▶ TEXT FOR ANALYSIS:
━━━━━━━━━━━━━━━━━━━━
This article originally appeared on VICE UK.
We are in the midst of the Great Vegan Awakening. One in eight British people now identify as vegan or vegetarian; supermarkets have started toeing the line (from today, you can buy those "bleeding" vegan burgers in supermarkets); your dad, reluctantly, knows what a "plant-based lifestyle" is; a man recently resigned from his job after joking about hunting vegans for sport—a timelessly shitty joke, but one that a couple of years ago likely wouldn't have even made the news, let alone spawned an entire news cycle, a job loss, and a public apology.
While being vegan might be increasingly mainstream, the journey there is apparently not so palatable for some. Learning about the impact of animal farming and hanging around people who don't share your new values can be a challenge, and there's not much support available for people who find themselves in this situation, says "vegan psychologist" Clare Mann.
To find out some more, I called Mann for a chat.
VICE: How did you end up being a vegan psychologist?
━━━━━━━━━━━━━━━━━━━━
Image point grounding data
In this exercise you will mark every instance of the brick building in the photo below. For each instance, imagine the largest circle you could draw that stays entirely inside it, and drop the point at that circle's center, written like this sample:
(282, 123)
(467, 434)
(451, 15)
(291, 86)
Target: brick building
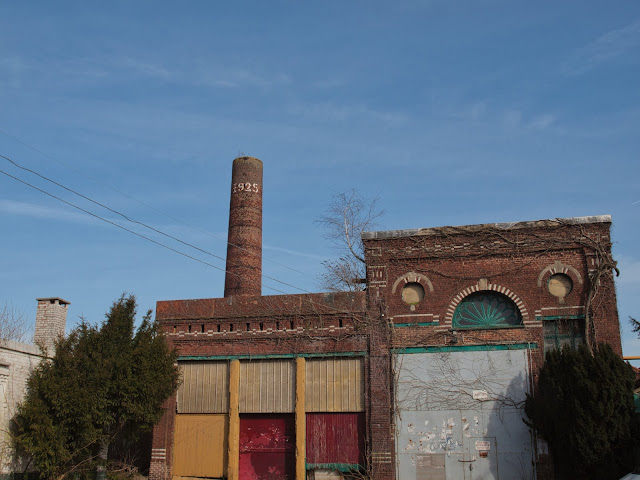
(423, 375)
━━━━━━━━━━━━━━━━━━━━
▶ WORK ITEM A: In the article on veganism, what share of British people now identify as vegan or vegetarian?
▶ WORK ITEM B: Edit the veganism article starting with "We are in the" and going on through "a public apology.", and write out that part with "dad" changed to "grandmother".

▶ ANSWER A: One in eight.

▶ ANSWER B:
We are in the midst of the Great Vegan Awakening. One in eight British people now identify as vegan or vegetarian; supermarkets have started toeing the line (from today, you can buy those "bleeding" vegan burgers in supermarkets); your grandmother, reluctantly, knows what a "plant-based lifestyle" is; a man recently resigned from his job after joking about hunting vegans for sport—a timelessly shitty joke, but one that a couple of years ago likely wouldn't have even made the news, let alone spawned an entire news cycle, a job loss, and a public apology.